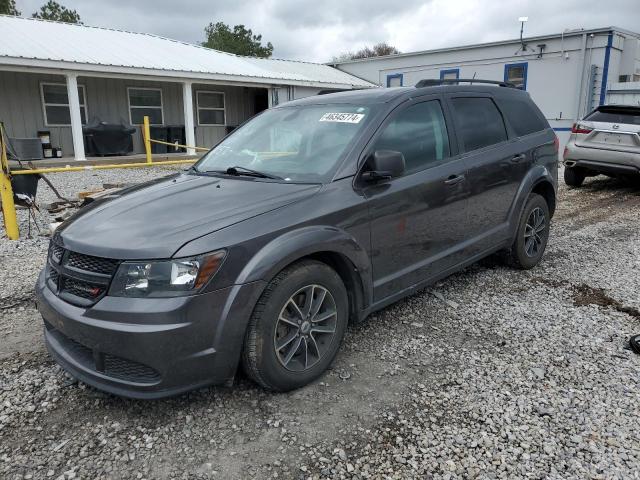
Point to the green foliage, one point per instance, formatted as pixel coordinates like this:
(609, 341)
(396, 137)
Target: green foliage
(240, 40)
(54, 11)
(377, 50)
(8, 7)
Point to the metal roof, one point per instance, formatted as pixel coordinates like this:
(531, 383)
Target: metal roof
(28, 42)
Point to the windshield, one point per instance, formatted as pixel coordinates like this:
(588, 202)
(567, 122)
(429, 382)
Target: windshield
(294, 144)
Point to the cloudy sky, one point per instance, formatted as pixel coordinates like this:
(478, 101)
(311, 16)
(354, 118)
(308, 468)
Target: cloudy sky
(317, 30)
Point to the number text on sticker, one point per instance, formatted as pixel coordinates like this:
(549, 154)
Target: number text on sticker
(342, 117)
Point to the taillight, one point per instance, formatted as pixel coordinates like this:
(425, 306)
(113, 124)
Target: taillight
(579, 128)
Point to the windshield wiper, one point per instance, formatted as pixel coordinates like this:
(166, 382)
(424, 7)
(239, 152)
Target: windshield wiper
(237, 170)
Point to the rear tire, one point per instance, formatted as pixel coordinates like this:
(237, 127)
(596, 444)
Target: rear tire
(296, 328)
(574, 177)
(532, 235)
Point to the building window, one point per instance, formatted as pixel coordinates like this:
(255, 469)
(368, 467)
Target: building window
(210, 106)
(394, 80)
(516, 73)
(450, 74)
(55, 104)
(145, 102)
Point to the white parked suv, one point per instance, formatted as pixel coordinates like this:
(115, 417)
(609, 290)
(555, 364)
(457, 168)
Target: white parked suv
(607, 141)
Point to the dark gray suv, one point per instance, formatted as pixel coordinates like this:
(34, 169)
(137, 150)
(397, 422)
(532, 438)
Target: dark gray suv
(311, 215)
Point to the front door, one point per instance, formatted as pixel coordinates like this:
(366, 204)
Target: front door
(417, 220)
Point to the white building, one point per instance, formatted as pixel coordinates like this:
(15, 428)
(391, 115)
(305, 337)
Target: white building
(567, 74)
(120, 77)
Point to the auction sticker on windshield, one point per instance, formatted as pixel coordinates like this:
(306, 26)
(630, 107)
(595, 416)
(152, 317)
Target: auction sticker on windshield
(342, 117)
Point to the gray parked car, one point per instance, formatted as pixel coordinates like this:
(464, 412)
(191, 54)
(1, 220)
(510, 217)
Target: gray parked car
(607, 141)
(311, 215)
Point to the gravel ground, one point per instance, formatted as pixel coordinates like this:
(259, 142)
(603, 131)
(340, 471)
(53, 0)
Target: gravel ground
(492, 373)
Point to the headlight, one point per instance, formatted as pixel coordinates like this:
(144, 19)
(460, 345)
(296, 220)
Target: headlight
(165, 278)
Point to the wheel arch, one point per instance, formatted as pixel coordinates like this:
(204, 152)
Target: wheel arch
(544, 188)
(329, 245)
(539, 180)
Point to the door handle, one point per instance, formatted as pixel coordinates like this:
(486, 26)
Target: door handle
(454, 179)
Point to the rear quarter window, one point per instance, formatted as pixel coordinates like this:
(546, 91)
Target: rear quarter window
(479, 121)
(523, 116)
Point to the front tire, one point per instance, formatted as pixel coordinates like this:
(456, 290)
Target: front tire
(532, 235)
(296, 328)
(574, 177)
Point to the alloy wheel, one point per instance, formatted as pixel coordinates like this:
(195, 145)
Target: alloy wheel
(306, 328)
(534, 232)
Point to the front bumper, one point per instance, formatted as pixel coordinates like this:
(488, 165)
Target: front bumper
(602, 160)
(149, 348)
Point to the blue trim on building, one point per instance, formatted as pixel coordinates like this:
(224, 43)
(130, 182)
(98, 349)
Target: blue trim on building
(508, 66)
(605, 69)
(449, 70)
(395, 75)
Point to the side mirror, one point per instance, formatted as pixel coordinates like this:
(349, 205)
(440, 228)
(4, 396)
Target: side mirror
(384, 165)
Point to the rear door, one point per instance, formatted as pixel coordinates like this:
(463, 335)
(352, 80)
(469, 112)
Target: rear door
(417, 220)
(614, 128)
(496, 166)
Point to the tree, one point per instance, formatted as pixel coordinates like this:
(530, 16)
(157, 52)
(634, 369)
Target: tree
(377, 50)
(8, 7)
(240, 41)
(54, 11)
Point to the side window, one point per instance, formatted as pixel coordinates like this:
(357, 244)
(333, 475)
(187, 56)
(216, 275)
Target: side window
(420, 133)
(522, 116)
(480, 122)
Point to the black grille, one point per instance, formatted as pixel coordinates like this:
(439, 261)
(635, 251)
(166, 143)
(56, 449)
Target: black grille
(105, 266)
(82, 289)
(105, 363)
(54, 277)
(128, 370)
(56, 251)
(77, 278)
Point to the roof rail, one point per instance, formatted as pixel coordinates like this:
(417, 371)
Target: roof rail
(435, 82)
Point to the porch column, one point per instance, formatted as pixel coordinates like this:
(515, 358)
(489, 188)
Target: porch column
(189, 127)
(76, 119)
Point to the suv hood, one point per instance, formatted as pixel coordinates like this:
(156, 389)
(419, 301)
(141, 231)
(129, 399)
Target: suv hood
(155, 219)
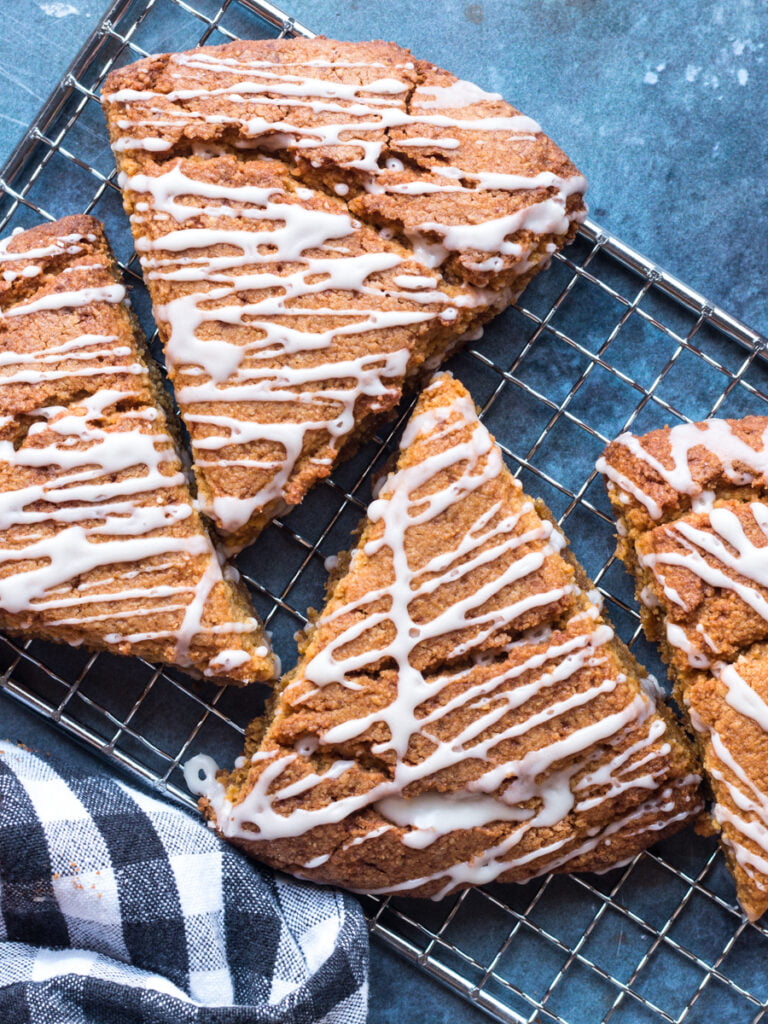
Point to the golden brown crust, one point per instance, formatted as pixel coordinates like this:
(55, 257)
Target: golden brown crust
(95, 507)
(459, 660)
(691, 503)
(471, 233)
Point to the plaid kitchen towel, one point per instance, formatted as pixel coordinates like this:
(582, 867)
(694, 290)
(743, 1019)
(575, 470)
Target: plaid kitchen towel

* **Task to complete**: Go through the data above and transcribe it in full, omitting any image.

* **Solution to this task**:
Point to the green foliage, one point per instance, formatted as pixel coordinates like this:
(609, 341)
(396, 137)
Target: green foliage
(240, 40)
(54, 11)
(377, 50)
(8, 7)
Point to the metal roof, one point per instance, formatted as pixel coordinates like this:
(531, 383)
Target: metal roof
(28, 42)
Point to the windshield, one point per instance, formatted as pixel coordinates like this:
(588, 202)
(567, 122)
(429, 382)
Target: windshield
(294, 144)
Point to the cloudy sky, one point per instance, formatted as pixel coordinates like this:
(478, 101)
(311, 16)
(354, 118)
(308, 468)
Target: cloudy sky
(317, 30)
Point to the number text on sticker, one point per instance, formatted as pixel coordinates like this:
(549, 154)
Target: number text on sticker
(342, 117)
Point to the taillight, one point per instance, formatted as pixel coordinates like this:
(425, 306)
(113, 124)
Target: taillight
(579, 128)
Point to the windshield wiper, one point per instance, formatted as pixel coordinates like this:
(166, 382)
(424, 7)
(239, 152)
Target: windshield wiper
(237, 170)
Point to the rear tire, one point per instance, formatted as pixel coordinates like this:
(237, 127)
(596, 444)
Target: rear tire
(296, 328)
(574, 177)
(532, 235)
Point to the building window, one point per instance, formatted as pixel coordinates like this:
(255, 469)
(368, 467)
Target: building window
(210, 106)
(394, 80)
(516, 73)
(450, 74)
(55, 104)
(145, 102)
Point to the white parked suv, one point per instance, formatted as pixel coordinates like this:
(115, 417)
(609, 290)
(555, 364)
(457, 168)
Target: white parked suv
(607, 141)
Point to the dark gray suv, one point per instance, formatted as pixel coordinates like this:
(34, 169)
(137, 150)
(397, 422)
(532, 438)
Target: dark gray suv
(311, 215)
Point to the front door, one point per instance, formatted as pixel coordinates like this:
(366, 204)
Target: front door
(417, 220)
Point to the white building, one point per instance, formatted as pixel coordinates like this:
(15, 428)
(391, 115)
(305, 337)
Target: white building
(567, 74)
(120, 77)
Point to the auction sticker on windshield, one point per instance, formatted as pixel coordinates like this:
(306, 26)
(630, 107)
(595, 416)
(152, 317)
Target: auction sticker on windshield
(342, 117)
Point to the gray parked car, one point per instance, formatted as pixel coordinates like this:
(464, 412)
(191, 54)
(1, 220)
(510, 217)
Target: gray parked car
(607, 141)
(311, 215)
Point to the gravel ground, one point per instance, formatted as pixel coordinates like this:
(259, 142)
(603, 131)
(340, 471)
(53, 0)
Target: gravel ground
(492, 373)
Point to the headlight, one point per instance, formatted as pixel coordinates like this:
(144, 19)
(460, 345)
(296, 220)
Target: headlight
(165, 278)
Point to the wheel arch, one point per instance, formatted as pixel coordinates like this:
(204, 152)
Target: wheel arch
(544, 188)
(329, 245)
(539, 180)
Point to the door handle, one point per instance, formatted as pixel coordinates like this:
(486, 26)
Target: door handle
(454, 179)
Point to the rear quarter window, one point per instance, formatted as pixel coordinates like this:
(546, 91)
Target: rear quarter window
(479, 121)
(523, 116)
Point to the front tire, one point per instance, formatted as pixel coordinates like this:
(456, 290)
Target: front tire
(532, 235)
(296, 328)
(574, 177)
Point to the alloy wheel, one point per instance, formatted as pixel coordinates like this:
(195, 145)
Target: alloy wheel
(306, 328)
(534, 232)
Point to the front bumper, one point per instance, formatted as pixel coordinates like this:
(488, 165)
Target: front bumper
(602, 160)
(149, 348)
Point to the blue trim on building, one point per instance, formatted as pixel coordinates like this:
(224, 43)
(130, 182)
(98, 349)
Target: blue trim on building
(508, 66)
(605, 69)
(449, 70)
(395, 75)
Point to the side mirror, one point per instance, formatted as pixel coordinates like this:
(349, 205)
(440, 228)
(4, 396)
Target: side mirror
(384, 165)
Point to the rear door, one point per instance, formatted as pixel coordinates like this:
(463, 335)
(352, 80)
(469, 112)
Target: rear door
(417, 220)
(614, 128)
(496, 166)
Point to the tree, one point per instance, formatted as pixel coordinates like this:
(530, 16)
(157, 52)
(634, 369)
Target: tree
(377, 50)
(8, 7)
(240, 41)
(54, 11)
Point to the side window, one point per instance, formatted as pixel coordinates like this:
(357, 244)
(333, 475)
(187, 56)
(216, 275)
Target: side window
(420, 133)
(522, 116)
(480, 122)
Point to the black grille, one point per instance, formatted as pixel coordinates like this:
(439, 261)
(635, 251)
(166, 143)
(56, 449)
Target: black grille
(105, 266)
(82, 289)
(105, 363)
(54, 277)
(128, 370)
(56, 251)
(77, 278)
Point to the roof rail, one point per instance, formatted as pixel coordinates like this:
(417, 371)
Target: roof rail
(435, 82)
Point to the porch column, one point per instance, formatted as pixel coordinates like this:
(515, 358)
(489, 188)
Target: porch column
(189, 127)
(76, 119)
Point to the suv hood, one point per instance, formatted as pixel coordinates like this:
(156, 389)
(419, 301)
(141, 231)
(129, 399)
Target: suv hood
(155, 219)
Point to the golden brown crust, one point per instance, formatted as pixel coordinates like this:
(55, 257)
Target: golden brown crust
(95, 507)
(459, 660)
(691, 503)
(471, 233)
Point to the plaid kitchen towel, one point per instance, formatted as pixel coordinates like this:
(582, 867)
(694, 290)
(743, 1019)
(575, 470)
Target: plaid kitchen towel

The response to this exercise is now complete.